_Dataset entries_
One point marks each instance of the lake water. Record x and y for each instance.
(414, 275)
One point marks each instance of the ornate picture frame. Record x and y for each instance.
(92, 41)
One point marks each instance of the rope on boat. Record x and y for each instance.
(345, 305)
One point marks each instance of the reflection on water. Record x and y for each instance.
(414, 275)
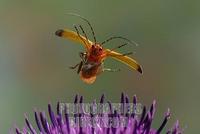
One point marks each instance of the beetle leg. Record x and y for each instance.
(83, 56)
(79, 67)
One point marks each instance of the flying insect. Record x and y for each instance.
(91, 64)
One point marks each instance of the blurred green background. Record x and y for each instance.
(34, 62)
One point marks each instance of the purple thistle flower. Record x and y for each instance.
(136, 124)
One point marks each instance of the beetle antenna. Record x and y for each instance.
(88, 24)
(79, 34)
(119, 37)
(83, 32)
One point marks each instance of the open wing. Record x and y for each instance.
(71, 35)
(124, 59)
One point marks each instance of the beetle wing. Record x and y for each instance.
(71, 35)
(124, 59)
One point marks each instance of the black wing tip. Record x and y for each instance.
(59, 32)
(140, 70)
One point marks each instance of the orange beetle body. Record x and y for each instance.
(92, 59)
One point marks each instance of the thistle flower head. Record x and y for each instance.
(61, 123)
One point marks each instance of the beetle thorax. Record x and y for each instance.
(95, 52)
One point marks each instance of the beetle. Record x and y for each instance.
(92, 59)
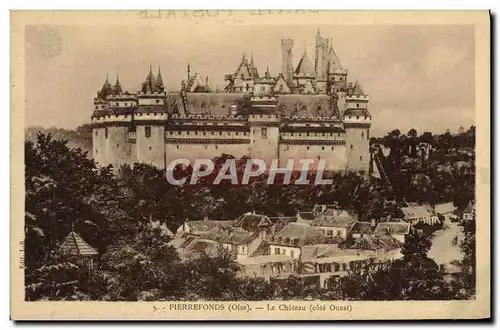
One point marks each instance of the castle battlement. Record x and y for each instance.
(357, 98)
(303, 112)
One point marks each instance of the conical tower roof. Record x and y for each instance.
(305, 65)
(76, 246)
(159, 79)
(357, 90)
(334, 59)
(117, 88)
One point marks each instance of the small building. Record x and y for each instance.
(445, 208)
(334, 225)
(469, 212)
(360, 229)
(397, 230)
(77, 250)
(415, 214)
(200, 227)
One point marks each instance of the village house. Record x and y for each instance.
(334, 223)
(199, 227)
(76, 250)
(445, 209)
(469, 212)
(415, 214)
(295, 235)
(397, 230)
(378, 248)
(360, 229)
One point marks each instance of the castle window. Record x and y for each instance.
(263, 132)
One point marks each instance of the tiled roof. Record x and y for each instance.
(414, 212)
(445, 208)
(75, 245)
(253, 222)
(374, 242)
(392, 228)
(361, 228)
(341, 221)
(206, 225)
(298, 234)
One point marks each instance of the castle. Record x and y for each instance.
(310, 112)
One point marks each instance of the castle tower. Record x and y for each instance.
(150, 118)
(321, 60)
(264, 128)
(287, 60)
(111, 120)
(357, 123)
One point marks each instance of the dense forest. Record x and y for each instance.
(115, 211)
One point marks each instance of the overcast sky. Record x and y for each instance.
(416, 76)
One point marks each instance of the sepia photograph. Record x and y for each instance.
(223, 164)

_Exercise goal_
Repeat the data exactly as given. Keep every picture out of the copy.

_Response_
One point marks each instance of the lake water. Record x and y for each instance.
(414, 275)
One point marks each instance of the ornate picture frame. Record x and y for each instance.
(92, 41)
One point marks each instance of the rope on boat. Record x and y for each instance.
(345, 305)
One point marks each instance of the reflection on water. Record x and y for each instance.
(414, 275)
One point marks each instance of the beetle leg. Record x and y for each instance.
(83, 56)
(79, 67)
One point marks each instance of the flying insect. Record x and y for each instance.
(91, 64)
One point marks each instance of the blurred green background. Record x and y for each instance.
(34, 62)
One point marks each instance of the purple thistle flower. Record x and y for each instance.
(136, 124)
One point marks each instance of the beetle antenna. Record x and y for each instance.
(88, 24)
(79, 34)
(119, 37)
(83, 32)
One point marks each instance of the open wing. Record x and y for each instance.
(71, 35)
(124, 59)
One point marks each instance of the beetle wing. Record x and y for each instance.
(71, 35)
(124, 59)
One point marks each instance of the black wing tip. Record x and y for each instance.
(59, 32)
(140, 70)
One point marks each instance of the orange beetle body. Record x and y for each instance.
(92, 59)
One point marks each instance of the thistle flower head. Record x and y for each instance.
(61, 123)
One point marks each instance of the beetle thorax. Record x and y for each instance.
(95, 52)
One point marks each instance of the beetle. Record x and y for each instance.
(92, 59)
One point marks each instance of the castle battlement. Record x and y for each instance.
(357, 98)
(303, 112)
One point marks each instance of the conical tower roof. Record x and y for each instance.
(305, 65)
(76, 246)
(159, 79)
(357, 90)
(334, 59)
(117, 88)
One point marks each instance of the small building. Record x and y for each instance.
(445, 208)
(334, 225)
(469, 212)
(360, 229)
(397, 230)
(77, 250)
(415, 214)
(200, 227)
One point marks each instance of the village house. Record x and y for each instance.
(334, 223)
(199, 227)
(76, 250)
(445, 209)
(469, 212)
(415, 214)
(295, 235)
(397, 230)
(378, 248)
(360, 229)
One point marks each instance of the castle window. Record x and y for each instance.
(263, 132)
One point marks each instance of the tiled roof. Record x and y for each instance.
(414, 212)
(445, 208)
(75, 245)
(253, 222)
(374, 242)
(392, 228)
(361, 228)
(341, 221)
(206, 225)
(298, 234)
One point marks each instance of the castle. Record x and y for each instance.
(310, 112)
One point marks each instance of the castle tower. Record x and y for each instance.
(150, 118)
(321, 60)
(264, 128)
(287, 60)
(111, 120)
(357, 123)
One point marks each instance of the dense forest. Record x and y for each instance.
(115, 211)
One point marks each instance of the overcast sky. Record x and y for each instance.
(416, 76)
One point marks each instance of the sepia photograph. Record x and y for each instance.
(223, 164)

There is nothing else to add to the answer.